▶ [Passage to read]
○ ○ ○ ○ ○

Friday, July 17, 2009

Good Night, Uncle Walter


Walter Cronkite 1916 - 2009 (CBS News)

I know that the memories and worldview of Boomers are things of derision for more 'relevant' generations; who the hell cares what we remember. However, for most of my childhood and early adulthood, there wasn't a single major event that didn't have the voice of Walter Cronkite narrating it.

The Cuban Missile Crisis; The arrival of The Beatles; John F. Kennedy's assassination on November 22, 1963; the war in Vietnam (1962-1975); Dr. Martin Luther King and Robert F. Kennedy's assassinations in 1968; Chicago during that years' Democratic Convention; the first landing of human beings on Earth's Moon on July 20, 1969; the Watergate hearings in 1973; the collapse of Richard Nixon's presidency and resignation in 1974...

...and it wasn't only the signal events between 1962 and 1981 which Cronkite narrated which made him an icon. It wasn't even the thousands of mundane items that he introduced or reported on for over twenty years. It was the sound of Cronkite's voice. Even if you only had the CBS evening news on in the background, that voice added to what made up the continuity of our times.

Cronkite represented a connection to news reporting that reflects the Reality of what was occurring (he wouldn't have made it as a Fox Entertainment 'journalist'). He was also willing to court physical risk to discover what that Reality was, and translate the essence, the Truth of it, as best he could. Beyond all that, being a reporter was his job; he wanted to do it as best he could.

As a 25-year-old AP reporter, Cronkite covered America's war in the Mediterranean and Europe at its beginning. From Operation Torch in North Africa in November of 1942, he went to England -- where he gained a reputation for going on more 8th Air Force daylight bombing raids over Germany than any other reporter. On D-Day in 1944, Cronkite was one of the first correspondents ashore; later that year, he was landing by glider behind German lines with the 101st Airborne in Operation Market Garden. He was in Bastogne during the Battle of the Bulge. And he covered the Nuremberg trials of the twenty-one major nazi war criminals.

○ ○ ○ ○ ○

[Excerpts from a detection dataset]
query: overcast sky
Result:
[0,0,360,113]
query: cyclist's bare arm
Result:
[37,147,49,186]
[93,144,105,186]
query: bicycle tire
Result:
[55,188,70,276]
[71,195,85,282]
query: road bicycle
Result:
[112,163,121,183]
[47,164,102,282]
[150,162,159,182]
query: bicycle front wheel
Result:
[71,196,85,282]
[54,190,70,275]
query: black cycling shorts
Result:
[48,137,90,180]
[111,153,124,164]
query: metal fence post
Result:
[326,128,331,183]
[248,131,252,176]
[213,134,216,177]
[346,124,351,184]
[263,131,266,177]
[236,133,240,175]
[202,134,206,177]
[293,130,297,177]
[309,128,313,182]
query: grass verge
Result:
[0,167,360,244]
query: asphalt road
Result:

○ ○ ○ ○ ○

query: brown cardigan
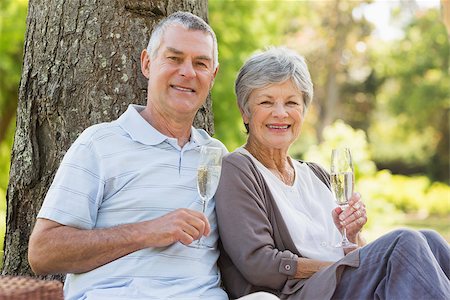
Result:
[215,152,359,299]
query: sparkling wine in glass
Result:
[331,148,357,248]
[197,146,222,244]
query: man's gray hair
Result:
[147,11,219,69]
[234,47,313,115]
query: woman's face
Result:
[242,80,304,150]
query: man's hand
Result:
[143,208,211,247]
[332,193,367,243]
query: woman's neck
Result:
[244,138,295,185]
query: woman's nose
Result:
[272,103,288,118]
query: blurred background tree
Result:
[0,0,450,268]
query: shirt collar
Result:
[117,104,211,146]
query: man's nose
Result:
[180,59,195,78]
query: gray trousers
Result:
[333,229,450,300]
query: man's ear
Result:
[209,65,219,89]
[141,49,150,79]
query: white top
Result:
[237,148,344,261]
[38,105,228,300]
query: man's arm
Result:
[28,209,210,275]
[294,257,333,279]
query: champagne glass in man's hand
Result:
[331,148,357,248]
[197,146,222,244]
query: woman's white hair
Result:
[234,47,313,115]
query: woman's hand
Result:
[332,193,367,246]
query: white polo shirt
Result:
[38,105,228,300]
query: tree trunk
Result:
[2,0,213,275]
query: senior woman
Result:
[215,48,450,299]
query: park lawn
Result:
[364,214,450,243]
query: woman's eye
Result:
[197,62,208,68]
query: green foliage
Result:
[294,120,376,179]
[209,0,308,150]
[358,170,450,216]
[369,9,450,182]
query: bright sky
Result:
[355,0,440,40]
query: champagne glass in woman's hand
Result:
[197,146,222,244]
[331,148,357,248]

○ ○ ○ ○ ○

▶ [Exercise tasks]
A – Turn the paragraph of the Cronkite tribute that begins "As a 25-year-old AP reporter" into a short bulleted list that keeps its main facts.
B – Carry the Cronkite tribute forward with the next paragraph, picking up after its final sentence.

▶ [Responses in order]
A –
- At 25, as an AP reporter, Cronkite covered the start of America's war in the Mediterranean and Europe.
- After Operation Torch in North Africa in November 1942, he went to England, where he became known for going on more 8th Air Force daylight bombing raids over Germany than any other reporter.
- On D-Day in 1944, he was one of the first correspondents ashore.
- Later that year, he landed by glider behind German lines with the 101st Airborne in Operation Market Garden.
- He was in Bastogne during the Battle of the Bulge.
- He covered the Nuremberg trials of the twenty-one major Nazi war criminals.

B –
In 1962, CBS created the 30-minute news-program format. News on the radio had been commonplace for forty years, but it had never been presented on television. The program would go out live in New York, but taped for delayed broadcast in Central and Pacific time, to be received in millions of American homes at 6:00 PM, Monday through Friday. It was an innovation -- and some thought, risky: Would people accept the idea of a news program broadcast when most people were eating dinner? More important -- would they watch the commercials? And CBS' choice to be the lead commentator, the "anchor" for a lineup of filmed segments filed by other reporters, was Walter Cronkite.

CBS' decision was based on the fact that he appeared so completely mainstream, so inoffensive. His baritone voice sounded authoritative, like the radio news broadcasters most people were familiar with -- H.V. Kaltenborn, or Edward R. Murrow, who had moved on to television. Cronkite was a solid, thorough reporter who had paid his dues; he had a reputation for "Iron Pants" -- sitting still through the most boring assignments, never sounding or appearing anything but interested, never losing his temper or melting down on the air.

And unlike Murrow, Walter had no apparent interest in using the television soapbox he was about to be handed to express any... uncomfortable opinions. He didn't like to throw controversial questions in an interview, and was known to toss "Softballs" to subjects like Eisenhower, Nixon or Kennedy. When Murrow had taken on Joseph McCarthy and the endless 'Red Scare' hearings of his Senate committee, CBS lost advertising revenue. That fact was not lost on CBS' Chairman, the redoubtable William S. Paley, who had to approve the choice of Cronkite for this new venture.

The format was a hit. Apparently, people did watch television news while they ate their evening meals, and liked it. The Neilsen ratings agency said so, and the advertising revenue began to roll in. The other major networks copied CBS, a sure sign of a winning trend. CBS affiliate stations (like the main network, dependant on advertising dollars) loved Walter because he was making them money.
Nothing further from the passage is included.